> DOCUMENT TEXT:
What if your source table doesn't have year and month columns directly, but has a timestamp? You can generate them within the COPY statement:

Copy code

COPY ( SELECT *, -- Select all original columns year(order_timestamp) AS year, -- Extract year month(order_timestamp) AS month -- Extract month FROM raw_orders -- Assuming raw_orders has order_timestamp ) TO 'output_orders_generated_partitions' ( FORMAT PARQUET, PARTITION_BY (year, month), -- Use the newly created columns OVERWRITE_OR_IGNORE TRUE );

Instead of copying directly from a table name, we use COPY (SELECT ... FROM ...). Inside the SELECT, we extract the year and month from order_timestamp and alias them, then use these newly created aliases in the PARTITION_BY clause. This is a flexible way to partition based on derived values.

INFO: Partition Column Behavior A recent update (as of August 2024) means DuckDB now defaults to not writing the partitioning columns (like `year`, `month`) inside the Parquet files themselves when using `PARTITION_BY`, as this information is already encoded in the directory path. This avoids potential duplicate column issues with some tools as discussed here.

Partitioning parquet files by number of rows or file size

DuckDB does not directly support writing out based on a number of rows or file size. However, DuckDB includes an implicit column in every table called rowid that maintains the insertion order of the row. This column can be used to partition writes to parquet based on “partition_id”, i.e.

Copy code

COPY ( SELECT *, -- Select all original columns (rowid/100000)::int as partition_id FROM raw_orders -- Assuming raw_orders has order_timestamp ) TO 'output_orders_generated_partitions' ( FORMAT PARQUET, PARTITION_BY partition_id, -- Use the newly created columns OVERWRITE_OR_IGNORE TRUE );

This will split the files based on the partition_id, without first sorting the data. In order to use this to get files of a certain size, change the calculation for your partition_id. When using this approach, it should be noted that fixed files sizes are not supported and that rowid is not updated when data is deleted, so if deletes are common the data, alternatives such as ROW_NUMBER() can be used, although this can require the entire dataset to be sorted before writing so should be used sparingly with large datasets.

Partitioned Writes with DuckLake

DuckLake offers a different paradigm for managing partitioned data within a lakehouse context. Instead of relying solely on the physical Hive directory structure, DuckLake uses a dedicated metadata catalog (stored in a SQL database) to manage information about data files and their partitions.

> WRITTEN REQUEST 1:
Answer these questions about the DuckDB partitioning text:
(a) What implicit column does DuckDB include in every table to keep the insertion order of rows?
(b) As of August 2024, what does DuckDB do by default with partitioning columns when using PARTITION_BY?
(c) Where is the DuckLake metadata catalog stored?
The text and the records have nothing to do with each other.

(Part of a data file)

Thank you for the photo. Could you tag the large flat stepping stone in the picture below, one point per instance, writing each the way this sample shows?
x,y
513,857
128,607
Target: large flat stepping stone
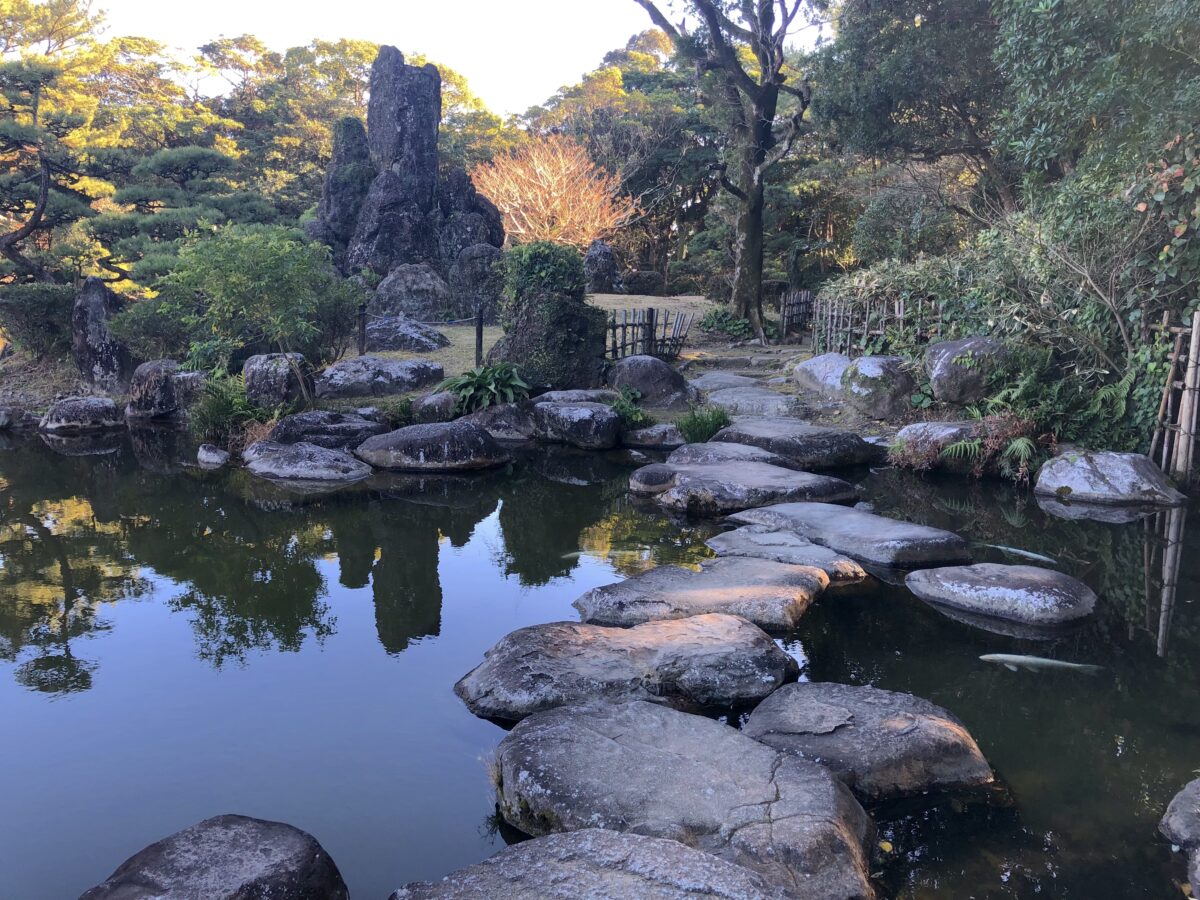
x,y
1105,478
641,767
755,401
597,864
763,543
862,535
227,858
689,664
437,447
773,595
717,489
882,744
1026,594
808,447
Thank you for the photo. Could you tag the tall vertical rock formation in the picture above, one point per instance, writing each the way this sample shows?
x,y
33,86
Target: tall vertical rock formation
x,y
389,211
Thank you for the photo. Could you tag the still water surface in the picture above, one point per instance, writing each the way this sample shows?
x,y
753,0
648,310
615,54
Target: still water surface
x,y
174,646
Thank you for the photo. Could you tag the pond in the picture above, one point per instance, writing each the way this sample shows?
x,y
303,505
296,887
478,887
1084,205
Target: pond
x,y
177,645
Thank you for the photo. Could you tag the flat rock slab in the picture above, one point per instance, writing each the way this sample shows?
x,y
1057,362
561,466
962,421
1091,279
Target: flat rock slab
x,y
762,543
645,768
756,401
808,447
862,535
882,744
1021,593
1107,478
436,447
303,462
597,864
689,664
721,487
227,858
773,595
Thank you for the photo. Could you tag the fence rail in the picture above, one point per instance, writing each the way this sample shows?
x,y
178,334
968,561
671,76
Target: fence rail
x,y
654,333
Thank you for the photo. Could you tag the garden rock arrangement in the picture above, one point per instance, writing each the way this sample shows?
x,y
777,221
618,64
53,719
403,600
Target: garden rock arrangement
x,y
862,535
690,664
227,858
772,595
642,767
805,447
598,863
881,744
444,447
376,377
717,489
1021,593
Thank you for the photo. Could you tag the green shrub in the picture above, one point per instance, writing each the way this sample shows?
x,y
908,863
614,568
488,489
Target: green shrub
x,y
37,317
486,385
702,423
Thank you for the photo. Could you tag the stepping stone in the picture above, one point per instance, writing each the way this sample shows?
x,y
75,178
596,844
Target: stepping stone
x,y
227,858
641,767
862,535
762,543
880,743
1026,594
442,447
808,447
773,595
689,664
598,864
755,401
718,489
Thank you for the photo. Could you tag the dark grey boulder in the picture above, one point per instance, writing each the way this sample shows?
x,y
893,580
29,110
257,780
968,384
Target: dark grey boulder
x,y
773,595
646,768
720,487
227,858
807,447
325,429
959,370
1108,479
103,361
588,426
442,447
376,377
402,333
880,743
271,378
880,387
822,373
597,864
762,543
73,415
862,535
689,664
303,462
1025,594
659,384
153,393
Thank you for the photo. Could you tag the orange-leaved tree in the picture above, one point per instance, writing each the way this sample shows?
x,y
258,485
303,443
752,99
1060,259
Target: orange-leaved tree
x,y
550,190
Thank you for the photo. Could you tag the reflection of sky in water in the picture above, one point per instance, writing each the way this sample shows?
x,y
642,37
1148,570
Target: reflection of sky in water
x,y
297,664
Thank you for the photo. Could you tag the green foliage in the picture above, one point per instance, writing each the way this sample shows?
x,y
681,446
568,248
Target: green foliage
x,y
702,423
36,317
486,385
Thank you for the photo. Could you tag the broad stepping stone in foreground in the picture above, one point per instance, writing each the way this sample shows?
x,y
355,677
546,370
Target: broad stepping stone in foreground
x,y
882,744
646,768
689,664
773,595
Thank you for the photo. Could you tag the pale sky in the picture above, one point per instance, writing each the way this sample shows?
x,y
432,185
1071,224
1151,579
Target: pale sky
x,y
514,53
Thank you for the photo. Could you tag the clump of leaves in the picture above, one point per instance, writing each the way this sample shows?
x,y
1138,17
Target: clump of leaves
x,y
486,385
625,406
702,423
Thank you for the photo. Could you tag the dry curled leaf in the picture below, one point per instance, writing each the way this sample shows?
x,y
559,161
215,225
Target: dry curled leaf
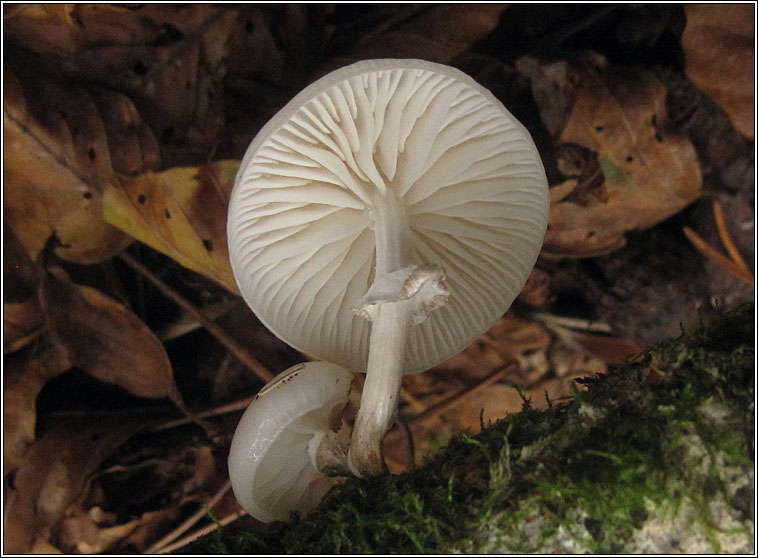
x,y
719,47
24,377
55,164
648,172
180,212
104,338
169,59
54,472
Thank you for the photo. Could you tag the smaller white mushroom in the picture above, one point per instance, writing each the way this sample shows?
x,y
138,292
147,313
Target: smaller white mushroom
x,y
286,445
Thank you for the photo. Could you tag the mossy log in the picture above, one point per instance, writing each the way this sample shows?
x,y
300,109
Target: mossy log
x,y
653,457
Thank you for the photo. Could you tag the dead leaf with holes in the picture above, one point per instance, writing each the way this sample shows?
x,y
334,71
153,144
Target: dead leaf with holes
x,y
180,212
617,117
719,47
169,59
55,471
104,338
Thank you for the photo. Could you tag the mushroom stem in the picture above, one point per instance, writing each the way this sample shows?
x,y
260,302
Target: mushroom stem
x,y
402,293
380,391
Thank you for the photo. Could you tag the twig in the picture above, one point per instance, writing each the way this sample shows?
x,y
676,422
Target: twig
x,y
439,408
726,239
200,532
719,259
233,407
190,521
224,338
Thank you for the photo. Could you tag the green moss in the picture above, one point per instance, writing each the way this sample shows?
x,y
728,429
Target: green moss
x,y
652,457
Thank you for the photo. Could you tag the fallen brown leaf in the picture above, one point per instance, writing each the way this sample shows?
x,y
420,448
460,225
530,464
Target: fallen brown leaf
x,y
104,338
54,170
619,114
54,472
719,46
169,59
24,377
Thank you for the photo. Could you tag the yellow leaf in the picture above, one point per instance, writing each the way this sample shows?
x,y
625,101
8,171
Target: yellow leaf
x,y
180,212
53,171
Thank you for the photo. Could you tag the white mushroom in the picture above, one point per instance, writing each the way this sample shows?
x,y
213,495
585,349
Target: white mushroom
x,y
286,445
384,219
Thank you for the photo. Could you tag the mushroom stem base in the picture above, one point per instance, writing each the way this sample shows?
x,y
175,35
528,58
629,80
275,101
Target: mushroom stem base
x,y
331,454
380,392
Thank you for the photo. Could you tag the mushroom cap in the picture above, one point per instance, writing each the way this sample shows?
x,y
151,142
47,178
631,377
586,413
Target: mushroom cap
x,y
270,463
464,170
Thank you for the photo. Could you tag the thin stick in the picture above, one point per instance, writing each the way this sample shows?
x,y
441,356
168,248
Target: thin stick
x,y
439,408
719,259
190,521
726,239
200,532
233,407
224,338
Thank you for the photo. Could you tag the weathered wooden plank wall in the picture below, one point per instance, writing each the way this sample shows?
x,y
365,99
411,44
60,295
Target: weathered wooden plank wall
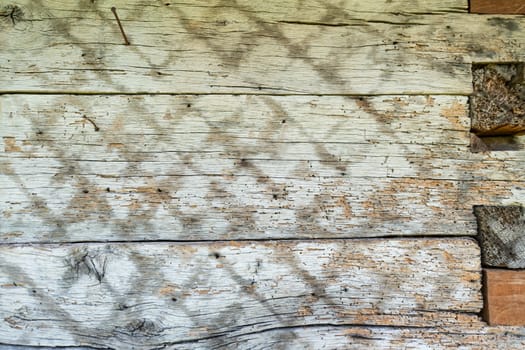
x,y
282,174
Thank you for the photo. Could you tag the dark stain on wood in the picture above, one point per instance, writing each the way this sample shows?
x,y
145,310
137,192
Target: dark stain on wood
x,y
500,233
498,102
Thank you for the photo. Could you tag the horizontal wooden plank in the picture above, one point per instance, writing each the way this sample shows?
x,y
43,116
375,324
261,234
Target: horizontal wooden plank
x,y
354,337
499,7
270,47
504,294
228,167
113,295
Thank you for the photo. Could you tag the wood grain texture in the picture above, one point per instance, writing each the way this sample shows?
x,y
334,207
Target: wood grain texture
x,y
504,294
501,235
150,295
515,7
231,167
270,47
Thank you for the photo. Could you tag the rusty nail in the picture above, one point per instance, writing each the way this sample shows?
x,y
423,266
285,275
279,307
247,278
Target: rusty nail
x,y
114,10
92,122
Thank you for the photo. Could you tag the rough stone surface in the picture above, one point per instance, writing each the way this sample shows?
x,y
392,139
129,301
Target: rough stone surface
x,y
498,103
502,235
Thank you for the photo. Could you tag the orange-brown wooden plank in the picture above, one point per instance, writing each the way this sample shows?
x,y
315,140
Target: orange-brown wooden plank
x,y
498,6
504,297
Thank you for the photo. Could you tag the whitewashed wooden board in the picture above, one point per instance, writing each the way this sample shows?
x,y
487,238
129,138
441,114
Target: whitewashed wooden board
x,y
251,167
262,47
126,295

> WRITTEN REQUEST 2: Copy the records starting at the line that contains "Thank you for the photo. Could you tag the rusty" and continuing through the end of the records.

> EXPECTED ANSWER 1:
(a) rowid
(b) It does not write the partitioning columns inside the Parquet files themselves.
(c) In a SQL database.

> EXPECTED ANSWER 2:
Thank you for the photo. Could you tag the rusty nail in the picture above, one point per instance, writing each the way this sample shows?
x,y
423,266
285,275
279,307
247,278
Target: rusty nail
x,y
114,10
92,122
Thank you for the photo. Could you tag the rough stone surface in the picture above, one point per instance, writing each the way this sample shows?
x,y
392,139
129,301
Target: rough stone surface
x,y
498,103
502,235
Thank you for the photo. Could you tag the orange-brown wooden plank in the picture above, one point per instance, writing each the way this sample shows?
x,y
315,140
Target: orange-brown wooden plank
x,y
498,6
504,297
Thank you for the photo. Could you tag the whitewashed wooden board in the picture above, one point per instance, writing each the way this sample shows?
x,y
487,238
129,138
441,114
Target: whitewashed wooden board
x,y
251,167
262,47
126,295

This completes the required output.